── TEXT EXTRACT
A Survey of Singapore’s Stock Market: Is It Cheap or Expensive Now?

We’re at the start of a new month – and that means it’s time for me to engage in my monthly habit of looking at how cheap or expensive stocks are in Singapore.

I developed this habit for a good reason. Knowing where we stand can give us important perspective on how to proceed in the markets. The great investment thinker Howard Marks once said, “We may never know where we’re going, but we’d better have a good idea of where we are.”

One way to find value

I usually have two ways to gauge the value of Singapore’s stocks. The first is simpler and it involves a comparison of the market’s current valuation with that of its long run historical average.

In our local context, the ‘market’ can be represented by the Straits Times Index (SGX: ^STI), an index which measures the collective price performance of a basket of 30 of some of the market’s largest companies. The index’s fundamentals in turn, can be approximated with that of the SPDR STI ETF (SGX: ES3); the SPDR STI ETF is an exchange-traded fund that closely tracks the fundamentals of the Straits Times Index.

Here are some of the important valuation numbers I’m interested in:

  • The long run average: The Straits Times Index has had an average price-to-earnings (PE) ratio of 16.9 for the 37-year period stretching from 1973 to 2010.
  • The current valuation: Latest data from the SPDR STI ETF show that it has a PE of 11.8.
  • Cases of extreme valuations: A good instance of the market getting really expensive can be seen in 1973 when the PE reached 35. Meanwhile, the start of 2009 is a nice example of stocks becoming really cheap – the Straits Times Index was valued at just 6 times historical earnings.

With all the valuation numbers seen above, a reasonable takeaway – in my opinion at least – is that stocks in Singapore are cheaper than average at the moment. But, it’s also clear that we’re nowhere close to fire-sale bargain territory.

Another way to find value

The second method I use to survey the state of the market in Singapore is to determine the number of net-net stocks there are.

A net-net stock is one whose market capitalisation is lower than its net current asset value (current assets minus total liabilities). It is a great bargain theoretically. That’s because investors can get a discount on the company’s current assets (assets such as cash and inventory) net of all liabilities. Furthermore, the company’s fixed assets (assets such as properties and equipment with long lifespans) are thrown in for free.
────
GIVEN EXERCISE 1: Identify each line in the entries that contains the word "following".
── SUPPLIED RECORDS
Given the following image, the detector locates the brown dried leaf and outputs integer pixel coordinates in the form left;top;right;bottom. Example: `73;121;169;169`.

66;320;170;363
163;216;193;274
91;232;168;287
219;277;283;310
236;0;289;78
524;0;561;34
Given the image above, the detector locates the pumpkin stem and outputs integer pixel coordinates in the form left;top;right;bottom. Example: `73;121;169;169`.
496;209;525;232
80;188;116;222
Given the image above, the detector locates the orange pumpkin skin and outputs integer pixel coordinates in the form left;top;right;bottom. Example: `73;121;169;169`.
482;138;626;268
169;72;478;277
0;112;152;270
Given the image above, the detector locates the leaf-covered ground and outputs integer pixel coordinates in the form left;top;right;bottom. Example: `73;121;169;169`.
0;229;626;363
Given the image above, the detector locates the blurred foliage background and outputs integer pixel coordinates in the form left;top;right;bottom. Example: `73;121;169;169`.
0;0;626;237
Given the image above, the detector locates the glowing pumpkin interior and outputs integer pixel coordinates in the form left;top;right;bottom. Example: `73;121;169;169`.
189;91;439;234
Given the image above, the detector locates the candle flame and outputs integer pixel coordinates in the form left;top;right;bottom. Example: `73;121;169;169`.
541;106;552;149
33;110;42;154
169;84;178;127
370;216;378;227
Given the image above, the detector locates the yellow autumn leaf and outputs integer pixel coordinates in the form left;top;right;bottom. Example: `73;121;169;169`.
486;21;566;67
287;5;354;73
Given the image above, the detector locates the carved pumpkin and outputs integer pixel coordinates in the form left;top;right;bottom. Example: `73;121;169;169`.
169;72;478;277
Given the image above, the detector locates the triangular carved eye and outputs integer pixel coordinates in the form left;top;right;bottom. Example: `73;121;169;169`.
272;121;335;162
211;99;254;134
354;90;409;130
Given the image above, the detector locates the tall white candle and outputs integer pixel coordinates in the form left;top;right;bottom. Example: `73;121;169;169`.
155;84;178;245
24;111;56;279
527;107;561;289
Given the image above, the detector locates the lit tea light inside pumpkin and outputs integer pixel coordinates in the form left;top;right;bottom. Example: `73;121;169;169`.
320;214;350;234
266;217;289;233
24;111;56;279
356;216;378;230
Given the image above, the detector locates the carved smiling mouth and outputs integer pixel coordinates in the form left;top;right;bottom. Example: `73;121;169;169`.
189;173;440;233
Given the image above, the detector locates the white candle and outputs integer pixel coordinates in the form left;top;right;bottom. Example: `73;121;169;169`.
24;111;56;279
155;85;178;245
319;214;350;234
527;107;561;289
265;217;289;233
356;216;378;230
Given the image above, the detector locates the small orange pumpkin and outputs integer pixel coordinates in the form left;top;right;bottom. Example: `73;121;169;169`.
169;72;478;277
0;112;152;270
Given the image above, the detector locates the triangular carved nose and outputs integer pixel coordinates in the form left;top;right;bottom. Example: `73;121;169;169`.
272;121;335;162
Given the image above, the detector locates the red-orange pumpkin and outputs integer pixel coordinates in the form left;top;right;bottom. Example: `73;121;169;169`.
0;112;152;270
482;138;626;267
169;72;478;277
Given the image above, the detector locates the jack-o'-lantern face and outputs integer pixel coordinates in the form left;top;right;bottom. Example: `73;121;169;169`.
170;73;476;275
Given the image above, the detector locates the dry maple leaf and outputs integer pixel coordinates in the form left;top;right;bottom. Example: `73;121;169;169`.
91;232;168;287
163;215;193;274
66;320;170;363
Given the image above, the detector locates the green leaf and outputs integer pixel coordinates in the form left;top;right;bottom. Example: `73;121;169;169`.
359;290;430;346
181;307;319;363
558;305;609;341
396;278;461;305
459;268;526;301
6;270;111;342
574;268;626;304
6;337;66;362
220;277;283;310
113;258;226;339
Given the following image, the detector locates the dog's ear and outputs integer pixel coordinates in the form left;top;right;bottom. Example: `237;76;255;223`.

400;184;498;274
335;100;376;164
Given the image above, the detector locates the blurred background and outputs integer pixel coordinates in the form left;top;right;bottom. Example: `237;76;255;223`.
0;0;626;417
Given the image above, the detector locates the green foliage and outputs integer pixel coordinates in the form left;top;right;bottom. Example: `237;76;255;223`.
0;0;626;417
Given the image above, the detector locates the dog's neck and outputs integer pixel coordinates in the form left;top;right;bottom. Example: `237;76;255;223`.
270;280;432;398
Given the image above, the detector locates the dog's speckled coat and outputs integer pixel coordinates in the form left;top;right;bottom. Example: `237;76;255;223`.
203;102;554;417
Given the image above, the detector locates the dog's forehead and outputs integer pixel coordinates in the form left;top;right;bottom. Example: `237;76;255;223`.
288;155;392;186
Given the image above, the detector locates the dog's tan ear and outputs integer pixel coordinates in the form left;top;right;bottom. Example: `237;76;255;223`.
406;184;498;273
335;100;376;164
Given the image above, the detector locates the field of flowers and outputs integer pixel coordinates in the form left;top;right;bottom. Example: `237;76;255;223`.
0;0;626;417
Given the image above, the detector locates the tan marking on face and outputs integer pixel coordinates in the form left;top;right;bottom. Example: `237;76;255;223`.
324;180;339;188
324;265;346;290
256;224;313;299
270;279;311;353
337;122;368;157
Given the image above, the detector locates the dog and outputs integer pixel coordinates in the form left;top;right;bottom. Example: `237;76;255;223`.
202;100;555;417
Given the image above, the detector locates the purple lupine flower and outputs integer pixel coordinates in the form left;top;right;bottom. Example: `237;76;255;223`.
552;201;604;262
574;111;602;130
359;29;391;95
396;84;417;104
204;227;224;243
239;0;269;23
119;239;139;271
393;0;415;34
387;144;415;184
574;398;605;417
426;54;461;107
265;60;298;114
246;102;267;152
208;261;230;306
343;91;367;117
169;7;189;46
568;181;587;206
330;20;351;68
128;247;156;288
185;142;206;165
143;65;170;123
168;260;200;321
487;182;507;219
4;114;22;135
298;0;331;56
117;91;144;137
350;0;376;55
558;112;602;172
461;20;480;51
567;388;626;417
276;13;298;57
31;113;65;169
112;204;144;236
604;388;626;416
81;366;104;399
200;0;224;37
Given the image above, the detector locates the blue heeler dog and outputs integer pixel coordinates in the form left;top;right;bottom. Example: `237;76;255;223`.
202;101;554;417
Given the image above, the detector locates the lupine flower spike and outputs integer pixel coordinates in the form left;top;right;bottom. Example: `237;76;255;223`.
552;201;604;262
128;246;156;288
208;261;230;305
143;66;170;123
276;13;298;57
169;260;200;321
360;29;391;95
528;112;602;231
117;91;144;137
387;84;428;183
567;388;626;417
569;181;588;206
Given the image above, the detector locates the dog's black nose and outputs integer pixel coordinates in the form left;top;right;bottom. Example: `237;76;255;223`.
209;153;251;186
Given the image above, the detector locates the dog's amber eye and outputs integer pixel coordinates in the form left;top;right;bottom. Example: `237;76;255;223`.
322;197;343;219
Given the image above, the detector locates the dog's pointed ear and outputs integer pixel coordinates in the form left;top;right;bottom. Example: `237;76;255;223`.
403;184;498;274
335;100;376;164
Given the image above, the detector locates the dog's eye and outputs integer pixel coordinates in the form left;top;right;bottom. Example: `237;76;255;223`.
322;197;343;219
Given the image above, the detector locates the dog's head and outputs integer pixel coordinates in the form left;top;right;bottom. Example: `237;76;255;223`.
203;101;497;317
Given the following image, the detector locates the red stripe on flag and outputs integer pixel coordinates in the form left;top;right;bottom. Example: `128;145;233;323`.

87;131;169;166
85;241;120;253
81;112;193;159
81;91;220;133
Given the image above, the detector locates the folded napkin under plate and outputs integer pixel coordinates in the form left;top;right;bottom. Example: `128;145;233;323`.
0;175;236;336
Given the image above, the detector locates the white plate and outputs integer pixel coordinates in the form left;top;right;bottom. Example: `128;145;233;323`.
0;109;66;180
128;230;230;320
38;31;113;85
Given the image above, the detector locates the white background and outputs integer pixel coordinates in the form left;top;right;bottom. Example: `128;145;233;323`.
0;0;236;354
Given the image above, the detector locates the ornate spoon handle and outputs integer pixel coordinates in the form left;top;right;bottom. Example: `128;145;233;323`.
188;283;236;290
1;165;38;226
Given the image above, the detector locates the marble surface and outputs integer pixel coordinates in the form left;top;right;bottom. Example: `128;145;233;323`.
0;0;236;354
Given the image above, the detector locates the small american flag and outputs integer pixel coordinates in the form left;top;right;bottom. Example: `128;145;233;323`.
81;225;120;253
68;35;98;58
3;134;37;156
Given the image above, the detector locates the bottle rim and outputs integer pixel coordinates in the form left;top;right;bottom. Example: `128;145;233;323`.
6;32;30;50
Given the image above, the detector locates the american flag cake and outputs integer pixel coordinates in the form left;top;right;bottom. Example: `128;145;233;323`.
────
GIVEN EXERCISE 2: Name every example of an asset that the Singapore stock market survey gives.

FULL OUTPUT 1:
Given the following image, the detector locates the brown dried leaf and outputs integer pixel coordinates in the form left;top;right;bottom. Example: `73;121;169;169`.
Given the following image, the detector locates the dog's ear and outputs integer pixel coordinates in the form left;top;right;bottom. Example: `237;76;255;223`.
Given the following image, the detector locates the red stripe on flag and outputs integer pixel coordinates in the form left;top;right;bottom. Example: `128;145;233;323`.

FULL OUTPUT 2: Cash, inventory, properties, and equipment.